# WHAT IS NEEDED
Write the records out again. Match them exactly.

--- AVAILABLE DATA ---

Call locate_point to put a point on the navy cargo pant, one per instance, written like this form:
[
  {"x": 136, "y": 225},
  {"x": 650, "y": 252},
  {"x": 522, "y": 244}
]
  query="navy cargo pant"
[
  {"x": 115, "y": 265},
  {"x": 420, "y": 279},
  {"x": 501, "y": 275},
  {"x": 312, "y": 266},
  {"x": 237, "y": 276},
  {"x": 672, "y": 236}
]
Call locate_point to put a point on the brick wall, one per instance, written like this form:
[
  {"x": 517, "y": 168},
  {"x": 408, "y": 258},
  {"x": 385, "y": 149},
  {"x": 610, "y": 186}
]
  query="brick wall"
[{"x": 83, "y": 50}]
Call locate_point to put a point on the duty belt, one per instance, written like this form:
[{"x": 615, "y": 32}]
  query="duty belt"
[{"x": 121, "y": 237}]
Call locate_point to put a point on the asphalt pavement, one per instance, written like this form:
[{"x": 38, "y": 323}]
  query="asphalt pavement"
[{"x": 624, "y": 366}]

---

# ANSWER TO THE EXERCISE
Call locate_point to put a point on the navy cargo pant, one per instance, written like this form:
[
  {"x": 136, "y": 225},
  {"x": 650, "y": 252},
  {"x": 522, "y": 244}
]
  query="navy cargo pant"
[
  {"x": 115, "y": 265},
  {"x": 420, "y": 279},
  {"x": 501, "y": 275},
  {"x": 312, "y": 266},
  {"x": 237, "y": 276},
  {"x": 672, "y": 236}
]
Call locate_point to put a point on the brick wall, one per instance, written like this form:
[
  {"x": 517, "y": 168},
  {"x": 408, "y": 258},
  {"x": 385, "y": 149},
  {"x": 610, "y": 186}
]
  query="brick wall"
[{"x": 83, "y": 50}]
Call locate_point to put a point on the duty belt, one per instance, written like this form:
[{"x": 615, "y": 32}]
  query="duty belt"
[{"x": 121, "y": 237}]
Call locate_point to put a point on the asphalt pavement, one per instance, written like this form:
[{"x": 38, "y": 323}]
  query="asphalt pavement"
[{"x": 624, "y": 366}]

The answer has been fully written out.